» Selection
§

God's
Favorite Sin
It's not what you lust for, it's who you want it from
One of the most remarkable stories about lust comes from the Talmud, the ancient
collection of Jewish commentaries and wisdom:
Rav Kahana lay under the bed of Rav, his illustrious teacher, who was carousing
and speaking frivolously with his wife of sexual matters; afterward, the teacher
had intercourse with her. Kahana made his presence known and said to his
teacher: "You appear to me to be like a hungry man who has never had sex before,
for you act with great fervor in your lust." The teacher said to Kahana: "Are you
here? Get out! It is improper for you to lie under my bed!"
Kahana said to him: "This is a matter of Torah and I must study."
Whoa! What a tale! Rav Kahana, a great sage, lies under the marital bed of his
master, Rav, in order to learn the holy art of lovemaking. Why? Because he is a
pious man who wishes to serve God with all his faculties. And what does he
learn? How to love his wife-and not just love her sweetly but passionately,
indeed, lustfully.
Lust, per se, is not a sin. What is sinful is focusing our lust on
strangers, instead of those to whom we are married. Lust for someone who is not
your spouse is a sin, because it degrades your husband or wife. This lust is,
indeed, the kind the ancients worried about--lust that demeans and debases, the
kind that 32 percent of those responding to the Beliefnet poll say they are
guilty of.

§

» Provided information
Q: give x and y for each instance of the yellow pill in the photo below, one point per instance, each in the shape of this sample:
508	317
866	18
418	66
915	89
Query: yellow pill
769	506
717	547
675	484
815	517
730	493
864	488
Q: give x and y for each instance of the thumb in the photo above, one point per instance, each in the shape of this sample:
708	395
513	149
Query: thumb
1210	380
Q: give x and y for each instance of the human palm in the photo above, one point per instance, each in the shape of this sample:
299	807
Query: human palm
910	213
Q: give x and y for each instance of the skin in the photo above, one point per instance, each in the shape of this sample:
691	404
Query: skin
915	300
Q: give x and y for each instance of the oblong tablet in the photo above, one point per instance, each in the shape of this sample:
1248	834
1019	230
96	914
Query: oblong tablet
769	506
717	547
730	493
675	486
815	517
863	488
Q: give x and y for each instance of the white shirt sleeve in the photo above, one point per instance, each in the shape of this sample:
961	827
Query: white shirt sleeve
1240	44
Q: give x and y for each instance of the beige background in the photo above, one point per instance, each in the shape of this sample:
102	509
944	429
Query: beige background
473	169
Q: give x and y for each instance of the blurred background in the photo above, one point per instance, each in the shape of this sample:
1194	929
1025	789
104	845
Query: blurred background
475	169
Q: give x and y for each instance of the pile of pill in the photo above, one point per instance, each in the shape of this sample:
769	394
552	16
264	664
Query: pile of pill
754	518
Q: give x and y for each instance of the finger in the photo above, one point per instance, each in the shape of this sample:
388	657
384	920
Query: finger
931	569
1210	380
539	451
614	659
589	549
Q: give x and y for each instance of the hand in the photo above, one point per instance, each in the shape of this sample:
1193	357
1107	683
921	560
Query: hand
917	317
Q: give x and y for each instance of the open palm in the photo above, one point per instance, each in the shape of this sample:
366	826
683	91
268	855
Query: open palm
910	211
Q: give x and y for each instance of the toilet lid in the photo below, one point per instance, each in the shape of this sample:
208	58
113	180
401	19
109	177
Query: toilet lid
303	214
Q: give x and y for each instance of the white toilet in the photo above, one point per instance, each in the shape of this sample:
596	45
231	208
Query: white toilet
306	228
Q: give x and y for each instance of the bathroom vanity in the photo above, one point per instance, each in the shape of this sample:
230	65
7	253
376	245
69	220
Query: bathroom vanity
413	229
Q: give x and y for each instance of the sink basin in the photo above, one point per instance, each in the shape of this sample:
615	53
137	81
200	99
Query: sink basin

§

» Problem 1
Retype the passage on lust above, starting at the words "Kahana said to" and stopping after "indeed, lustfully.".
» Problem 2
From the entries above, copy every line that contains the string "yellow".

» Exercise answer 1
Kahana said to him: "This is a matter of Torah and I must study."
Whoa! What a tale! Rav Kahana, a great sage, lies under the marital bed of his
master, Rav, in order to learn the holy art of lovemaking. Why? Because he is a
pious man who wishes to serve God with all his faculties. And what does he
learn? How to love his wife-and not just love her sweetly but passionately,
indeed, lustfully.

» Exercise answer 2
Q: give x and y for each instance of the yellow pill in the photo below, one point per instance, each in the shape of this sample:
Query: yellow pill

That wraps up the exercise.